October 6, 2025 - 4:00pm

The UK Government’s decision to give the police new powers to relocate serial protests is a welcome development, albeit one that is long overdue. Under new plans announced by Home Secretary Shabana Mahmood, chief constables will be able to consider the “cumulative impact” of repeat demonstrations when assessing whether to give the go-ahead to the next one, and will have powers to instruct the organisers to move it to a new location.

Perhaps the most striking thing about this proposal is how redolent it seems of the fraught politics of policing in Northern Ireland, where the police are constantly drawn into rows between loyalists and republicans about the routes of marches. It isn’t a dynamic one would expect to see on the mainland, and it says nothing good that it’s started to emerge in England.

Nonetheless, it is better that the Home Secretary acted rather than tried to stick her head in the sand, as is too often the establishment response to unwelcome evidence that modern Britain might not be the tolerant utopia it was promised to be.

Whether or not this approach will work is a different matter entirely. For instance, we have already seen hundreds of people arrested for defying the Government’s proscription of Palestine Action. Supporting a proscribed organisation is a criminal offence which carries a serious risk of a prison sentence; presumably, defying a chief constable’s relocation order will not carry the same penalties, so we could well see more people do it.

**APPLY WHAT YOU READ**.
• a. From the commentary on protest relocation powers, return verbatim the part that opens with the words containing "Perhaps the most" and closes with "emerge in England.".
• b. Answer these questions from the commentary on protest relocation powers:
(i) Who announced the new plans for chief constables?
(ii) In which region are the police constantly drawn into rows about the routes of marches?
(iii) The proscription of which organisation have hundreds of people been arrested for defying?

**EXTRACTED INFORMATION**.
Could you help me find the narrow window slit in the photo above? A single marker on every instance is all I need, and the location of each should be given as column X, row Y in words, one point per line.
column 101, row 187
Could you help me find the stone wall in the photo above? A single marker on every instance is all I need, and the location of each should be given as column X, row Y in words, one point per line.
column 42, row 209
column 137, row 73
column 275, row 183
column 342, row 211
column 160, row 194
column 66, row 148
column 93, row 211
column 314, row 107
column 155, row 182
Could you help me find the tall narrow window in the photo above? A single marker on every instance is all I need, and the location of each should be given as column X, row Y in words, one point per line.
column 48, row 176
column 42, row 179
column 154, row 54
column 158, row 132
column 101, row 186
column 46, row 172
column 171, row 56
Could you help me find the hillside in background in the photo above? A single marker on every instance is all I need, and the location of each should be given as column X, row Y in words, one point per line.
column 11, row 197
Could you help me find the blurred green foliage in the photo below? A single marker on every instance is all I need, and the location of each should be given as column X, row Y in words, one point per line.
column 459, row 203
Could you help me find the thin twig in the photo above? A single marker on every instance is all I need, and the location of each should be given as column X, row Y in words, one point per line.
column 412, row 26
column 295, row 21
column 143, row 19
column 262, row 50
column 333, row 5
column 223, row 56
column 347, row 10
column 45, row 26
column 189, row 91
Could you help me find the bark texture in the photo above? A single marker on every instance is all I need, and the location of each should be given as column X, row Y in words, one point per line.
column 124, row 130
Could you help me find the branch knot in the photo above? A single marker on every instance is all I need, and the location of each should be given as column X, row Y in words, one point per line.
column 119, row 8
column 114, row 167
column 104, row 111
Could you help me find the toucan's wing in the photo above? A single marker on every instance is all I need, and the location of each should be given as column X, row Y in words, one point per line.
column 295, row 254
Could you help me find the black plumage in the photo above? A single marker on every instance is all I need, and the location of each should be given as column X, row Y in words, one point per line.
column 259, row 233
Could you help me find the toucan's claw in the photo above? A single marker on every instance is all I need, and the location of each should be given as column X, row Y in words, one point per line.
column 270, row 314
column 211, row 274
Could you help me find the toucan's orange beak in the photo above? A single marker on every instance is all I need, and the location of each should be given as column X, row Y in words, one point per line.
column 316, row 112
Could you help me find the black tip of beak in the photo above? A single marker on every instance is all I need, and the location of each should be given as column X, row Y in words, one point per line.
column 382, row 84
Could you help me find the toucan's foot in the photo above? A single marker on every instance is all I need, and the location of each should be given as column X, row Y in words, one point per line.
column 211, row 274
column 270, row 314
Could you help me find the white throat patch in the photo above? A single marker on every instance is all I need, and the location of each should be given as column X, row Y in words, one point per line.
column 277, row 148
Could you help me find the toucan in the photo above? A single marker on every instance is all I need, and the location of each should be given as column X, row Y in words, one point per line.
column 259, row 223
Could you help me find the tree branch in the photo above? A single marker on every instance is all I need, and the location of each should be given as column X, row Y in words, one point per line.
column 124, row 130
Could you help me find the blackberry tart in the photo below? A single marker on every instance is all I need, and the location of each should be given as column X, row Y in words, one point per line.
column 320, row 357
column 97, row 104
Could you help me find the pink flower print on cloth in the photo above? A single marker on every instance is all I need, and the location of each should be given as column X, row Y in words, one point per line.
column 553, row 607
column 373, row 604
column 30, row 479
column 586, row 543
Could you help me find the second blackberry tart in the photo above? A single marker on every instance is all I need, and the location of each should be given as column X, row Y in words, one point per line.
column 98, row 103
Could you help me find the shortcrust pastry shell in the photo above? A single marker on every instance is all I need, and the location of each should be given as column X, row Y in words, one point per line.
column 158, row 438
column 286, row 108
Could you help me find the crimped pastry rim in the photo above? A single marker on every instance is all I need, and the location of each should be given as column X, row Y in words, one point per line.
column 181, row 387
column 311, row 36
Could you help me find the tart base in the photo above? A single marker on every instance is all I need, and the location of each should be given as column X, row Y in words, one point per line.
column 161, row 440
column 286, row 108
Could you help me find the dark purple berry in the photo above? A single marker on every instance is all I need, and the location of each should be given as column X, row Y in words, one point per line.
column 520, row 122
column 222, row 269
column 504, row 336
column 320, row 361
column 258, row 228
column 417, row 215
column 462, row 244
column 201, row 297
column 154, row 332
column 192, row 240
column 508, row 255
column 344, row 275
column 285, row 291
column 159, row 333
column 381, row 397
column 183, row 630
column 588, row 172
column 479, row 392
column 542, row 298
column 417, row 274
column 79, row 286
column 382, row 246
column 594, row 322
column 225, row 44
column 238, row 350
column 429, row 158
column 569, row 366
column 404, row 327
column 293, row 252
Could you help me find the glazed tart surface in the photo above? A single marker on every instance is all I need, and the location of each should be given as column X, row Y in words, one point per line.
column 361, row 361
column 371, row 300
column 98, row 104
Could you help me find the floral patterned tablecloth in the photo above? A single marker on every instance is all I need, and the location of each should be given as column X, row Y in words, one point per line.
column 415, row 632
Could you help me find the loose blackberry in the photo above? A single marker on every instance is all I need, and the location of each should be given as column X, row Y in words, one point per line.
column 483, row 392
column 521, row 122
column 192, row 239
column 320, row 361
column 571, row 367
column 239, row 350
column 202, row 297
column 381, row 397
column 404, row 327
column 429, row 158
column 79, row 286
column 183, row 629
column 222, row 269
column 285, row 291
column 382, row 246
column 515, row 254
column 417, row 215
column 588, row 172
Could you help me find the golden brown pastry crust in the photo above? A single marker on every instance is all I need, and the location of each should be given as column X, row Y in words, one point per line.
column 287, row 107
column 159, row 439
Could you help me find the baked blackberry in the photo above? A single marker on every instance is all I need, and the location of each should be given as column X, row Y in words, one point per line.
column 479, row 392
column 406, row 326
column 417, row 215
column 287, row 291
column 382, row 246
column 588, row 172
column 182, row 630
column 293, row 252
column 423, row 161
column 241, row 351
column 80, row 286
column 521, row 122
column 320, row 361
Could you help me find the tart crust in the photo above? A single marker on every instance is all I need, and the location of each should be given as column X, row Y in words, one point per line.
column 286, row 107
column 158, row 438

**SOLUTIONS BY TASK**.
• a.
Perhaps the most striking thing about this proposal is how redolent it seems of the fraught politics of policing in Northern Ireland, where the police are constantly drawn into rows between loyalists and republicans about the routes of marches. It isn’t a dynamic one would expect to see on the mainland, and it says nothing good that it’s started to emerge in England.

• b.
(i) Home Secretary Shabana Mahmood
(ii) Northern Ireland
(iii) Palestine Action